Write every entry out again exactly, please, and skip the pictures.

++++++++

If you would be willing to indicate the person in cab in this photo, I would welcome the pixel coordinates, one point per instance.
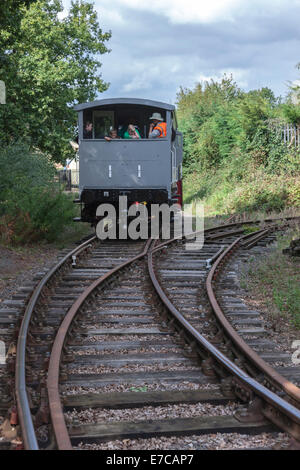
(158, 128)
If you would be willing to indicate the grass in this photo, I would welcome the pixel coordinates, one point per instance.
(276, 278)
(72, 234)
(248, 189)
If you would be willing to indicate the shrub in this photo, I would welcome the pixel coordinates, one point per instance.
(32, 206)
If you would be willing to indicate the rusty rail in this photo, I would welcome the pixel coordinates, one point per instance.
(288, 387)
(24, 413)
(56, 409)
(276, 406)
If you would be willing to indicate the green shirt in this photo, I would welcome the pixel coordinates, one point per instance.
(127, 136)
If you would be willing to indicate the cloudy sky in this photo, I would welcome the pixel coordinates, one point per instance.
(160, 45)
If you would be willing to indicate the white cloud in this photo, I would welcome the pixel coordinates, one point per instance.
(201, 11)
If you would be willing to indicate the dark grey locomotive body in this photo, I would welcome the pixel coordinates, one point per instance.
(146, 170)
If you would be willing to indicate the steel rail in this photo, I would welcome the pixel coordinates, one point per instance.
(281, 405)
(24, 413)
(288, 387)
(56, 409)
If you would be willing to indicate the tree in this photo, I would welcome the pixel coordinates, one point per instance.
(49, 65)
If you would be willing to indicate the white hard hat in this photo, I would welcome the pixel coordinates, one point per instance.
(156, 116)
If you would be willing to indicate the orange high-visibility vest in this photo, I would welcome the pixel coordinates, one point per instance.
(162, 127)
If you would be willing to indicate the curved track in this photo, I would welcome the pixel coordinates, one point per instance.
(158, 311)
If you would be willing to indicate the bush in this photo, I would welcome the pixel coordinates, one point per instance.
(32, 206)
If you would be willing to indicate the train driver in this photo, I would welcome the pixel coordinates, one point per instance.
(158, 128)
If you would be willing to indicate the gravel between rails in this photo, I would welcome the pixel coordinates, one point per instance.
(67, 390)
(96, 415)
(123, 352)
(143, 338)
(130, 368)
(205, 442)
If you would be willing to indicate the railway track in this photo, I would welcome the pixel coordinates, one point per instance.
(136, 341)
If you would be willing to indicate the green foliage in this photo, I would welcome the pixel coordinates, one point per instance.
(234, 158)
(291, 112)
(32, 207)
(48, 65)
(276, 277)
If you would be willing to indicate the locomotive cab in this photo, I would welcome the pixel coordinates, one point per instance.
(144, 170)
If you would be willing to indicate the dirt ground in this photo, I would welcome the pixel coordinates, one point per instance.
(17, 266)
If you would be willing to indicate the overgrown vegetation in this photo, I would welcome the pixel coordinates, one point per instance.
(32, 206)
(48, 63)
(234, 159)
(276, 279)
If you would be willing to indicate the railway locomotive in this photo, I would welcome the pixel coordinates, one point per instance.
(145, 170)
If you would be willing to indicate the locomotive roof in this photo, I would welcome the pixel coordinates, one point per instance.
(129, 101)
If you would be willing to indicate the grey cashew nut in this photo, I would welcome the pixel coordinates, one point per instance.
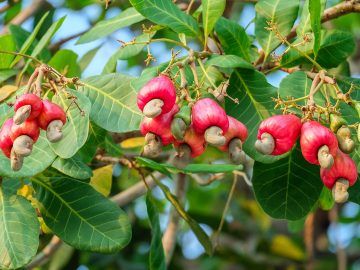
(346, 143)
(183, 156)
(214, 136)
(22, 114)
(153, 145)
(326, 160)
(153, 108)
(266, 145)
(16, 161)
(178, 128)
(236, 154)
(53, 131)
(23, 145)
(339, 190)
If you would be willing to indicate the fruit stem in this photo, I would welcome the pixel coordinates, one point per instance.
(339, 190)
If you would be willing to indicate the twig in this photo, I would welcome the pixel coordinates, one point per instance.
(25, 14)
(169, 237)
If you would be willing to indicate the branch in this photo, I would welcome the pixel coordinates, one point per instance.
(333, 12)
(25, 14)
(169, 237)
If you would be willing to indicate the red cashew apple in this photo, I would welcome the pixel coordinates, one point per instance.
(340, 176)
(235, 137)
(28, 106)
(52, 119)
(157, 96)
(24, 136)
(192, 146)
(6, 142)
(278, 134)
(210, 119)
(157, 132)
(318, 144)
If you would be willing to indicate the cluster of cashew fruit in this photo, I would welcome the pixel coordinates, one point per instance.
(20, 133)
(320, 145)
(189, 127)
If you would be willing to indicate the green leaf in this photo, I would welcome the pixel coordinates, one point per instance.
(73, 167)
(315, 18)
(126, 52)
(41, 157)
(87, 58)
(95, 138)
(76, 129)
(255, 105)
(233, 38)
(288, 188)
(6, 74)
(80, 216)
(168, 169)
(298, 85)
(113, 102)
(106, 27)
(29, 40)
(156, 257)
(281, 13)
(64, 61)
(195, 227)
(228, 61)
(166, 13)
(211, 12)
(7, 44)
(19, 231)
(102, 180)
(304, 25)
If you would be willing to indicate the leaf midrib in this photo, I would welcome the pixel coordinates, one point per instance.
(41, 183)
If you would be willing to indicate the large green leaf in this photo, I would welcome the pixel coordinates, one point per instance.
(29, 40)
(211, 12)
(315, 19)
(335, 47)
(106, 27)
(166, 13)
(298, 85)
(75, 131)
(42, 156)
(64, 61)
(228, 61)
(304, 25)
(288, 188)
(113, 102)
(7, 44)
(80, 216)
(168, 169)
(19, 231)
(156, 257)
(282, 13)
(126, 52)
(233, 38)
(73, 167)
(255, 105)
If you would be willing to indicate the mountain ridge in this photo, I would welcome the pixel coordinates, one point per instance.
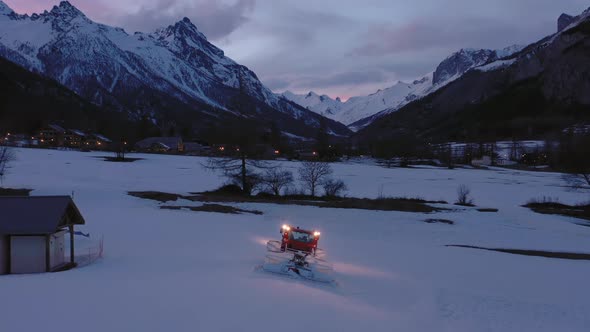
(146, 73)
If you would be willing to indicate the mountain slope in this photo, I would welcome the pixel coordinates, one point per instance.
(358, 112)
(150, 74)
(29, 100)
(541, 89)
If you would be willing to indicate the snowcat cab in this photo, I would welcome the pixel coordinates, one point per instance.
(299, 239)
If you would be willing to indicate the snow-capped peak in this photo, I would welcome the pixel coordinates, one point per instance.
(181, 29)
(508, 51)
(66, 10)
(4, 9)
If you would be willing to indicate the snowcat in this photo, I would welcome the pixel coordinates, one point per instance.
(297, 255)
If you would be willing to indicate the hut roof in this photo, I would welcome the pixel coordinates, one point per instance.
(37, 214)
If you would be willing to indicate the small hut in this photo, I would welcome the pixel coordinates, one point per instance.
(33, 233)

++++++++

- _Response below_
If you would be willing to indicate the person in cab in this photo, I would welcome the pixel coordinates, one point per instance.
(158, 128)
If you would be willing to indicate the grass in this photo, I would welcome the pixel coordinates, one point per instance.
(276, 278)
(72, 234)
(248, 189)
If you would be willing to indicate the shrub in this photo, I would welcome the pixel coordinates, one point per instance.
(32, 206)
If you would be willing to indicate the rusty rail in this photo, I would welcome the pixel coordinates, one point per instance.
(288, 387)
(24, 413)
(56, 409)
(276, 406)
If you would be willing to indicate the green shirt in this photo, I would welcome the pixel coordinates, one point per instance.
(127, 136)
If you would be willing to indicate the cloudy sky in this photo, I would welcome the pixel coordinates, one point per instance.
(160, 45)
If you would be willing to indicate the white cloud in this photo, I would welcome the pixel coordinates, one point per instance.
(201, 11)
If you would be willing to indicate the dark grey locomotive body in this photo, I would welcome the pixel coordinates, one point per instance.
(146, 170)
If you would be willing to indicate the steel rail in this photo, I would welcome the pixel coordinates, one point per instance.
(281, 405)
(24, 413)
(288, 387)
(56, 409)
If you would be willing to indicate the tree in this photo, I would welcome the pixel coordinates, one point per instance.
(49, 65)
If you would be willing to indicate the white hard hat in this photo, I would welcome the pixel coordinates, one point per instance.
(156, 116)
If you would be willing to indicate the orange high-visibility vest in this photo, I would welcome the pixel coordinates, one point per instance.
(162, 127)
If you would be willing to indicate the curved track in this photo, I would welcome the pixel coordinates, one point per instance.
(158, 311)
If you would be willing to indicate the bush in this photo, I would welcome the pixel coordinates, one point per instance.
(32, 206)
If you would be willing to indicate the train driver in this photo, I would welcome the pixel coordinates, one point per instance.
(158, 128)
If you would be willing to indicate the gravel between rails in this photo, I would welcome the pixel coordinates, one point per instance.
(67, 390)
(96, 415)
(123, 352)
(143, 338)
(130, 368)
(205, 442)
If you would be willing to indicate the railway track in this photo, I would welcome the pixel coordinates, one point per instance.
(136, 341)
If you would be willing to indicate the green foliage in this photo, I would welcome the pixel coordinates, one point per instance.
(234, 158)
(291, 112)
(32, 207)
(48, 65)
(276, 277)
If you would be willing to indicate the locomotive cab in this photo, I would welcome the pixel coordinates, one point per instance.
(144, 170)
If you would be willing to indicate the dirt ground in this photo, I would welcome the pixel coordinates, one point per instance.
(17, 266)
If you would be willing to indicate the overgrown vegetation in this photo, I would welcome the pixel coordinates, one point per instance.
(32, 206)
(48, 63)
(234, 159)
(276, 279)
If you would be willing to indicate the railway locomotive in this photo, I would welcome the pixel coordinates, one point per instance.
(145, 170)
If you would be willing to indicate the locomotive roof in this photo, I would welcome the pixel coordinates, one point per instance.
(129, 101)
If you would be willing to indicate the grey cashew nut in this photo, I would welcome the pixel coordinates, one point per instance.
(346, 143)
(183, 156)
(214, 136)
(22, 114)
(153, 145)
(326, 160)
(153, 108)
(266, 145)
(16, 161)
(178, 128)
(236, 154)
(53, 131)
(23, 145)
(339, 190)
If you would be willing to indicate the fruit stem in this photo, I would welcome the pixel coordinates, one point per instance.
(339, 190)
If you would be willing to indicate the twig in this photo, I would welcome the pixel coordinates, one point per instance.
(25, 14)
(169, 237)
If you would be willing to indicate the branch in this photo, I would welcome the pixel coordinates, one point per instance.
(333, 12)
(25, 14)
(169, 237)
If you would be willing to indicate the red cashew apple in this photo, I would welcome the pixel coordinates, one point per instance.
(340, 176)
(235, 137)
(28, 106)
(52, 119)
(157, 96)
(24, 136)
(192, 146)
(6, 142)
(278, 134)
(210, 119)
(157, 132)
(318, 144)
If you would be willing to indicate the cluster of cashew fruit in this photo, I would welcome the pixel coordinates, one point per instance.
(20, 133)
(320, 145)
(189, 127)
If you would be willing to indicate the green leaf in this photo, I would welcome the pixel coordinates, one point per instance.
(73, 167)
(315, 18)
(126, 52)
(41, 157)
(87, 58)
(95, 138)
(76, 129)
(255, 105)
(233, 38)
(288, 188)
(6, 74)
(80, 216)
(168, 169)
(298, 85)
(113, 102)
(106, 27)
(29, 40)
(156, 257)
(281, 13)
(64, 61)
(195, 227)
(228, 61)
(166, 13)
(211, 12)
(7, 44)
(19, 231)
(102, 180)
(304, 25)
If you would be willing to indicate the leaf midrib in this photo, I would welcome the pixel coordinates, one point per instance.
(41, 183)
If you would be willing to indicate the large green leaf in this photo, I would welcome the pixel coordinates, one point per instance.
(29, 40)
(211, 12)
(315, 19)
(335, 47)
(106, 27)
(166, 13)
(298, 85)
(75, 131)
(42, 156)
(64, 61)
(228, 61)
(304, 25)
(288, 188)
(113, 102)
(7, 44)
(80, 216)
(168, 169)
(19, 231)
(156, 257)
(282, 13)
(126, 52)
(233, 38)
(73, 167)
(255, 105)
If you would be willing to indicate the mountain ridge in this photo, I would welcome the pixel coordinates, one point per instance.
(146, 73)
If you would be willing to indicate the mountain slope in this photo, I would welcome the pixel coordinates, one point per instance.
(358, 112)
(150, 74)
(29, 100)
(541, 89)
If you would be willing to indicate the snowcat cab in this photo, I would welcome the pixel coordinates, one point per instance.
(299, 239)
If you would be willing to indicate the snow-capped peak in this photo, I would welcome the pixel coordinates, one point per instance.
(181, 29)
(508, 51)
(66, 10)
(4, 9)
If you would be willing to indicate the snowcat in this photo, I would welcome the pixel coordinates, one point per instance.
(297, 255)
If you would be willing to indicate the hut roof in this photo, I would welcome the pixel coordinates, one point per instance.
(37, 214)
If you would be willing to indicate the small hut in this photo, I would welcome the pixel coordinates, one point per instance.
(33, 233)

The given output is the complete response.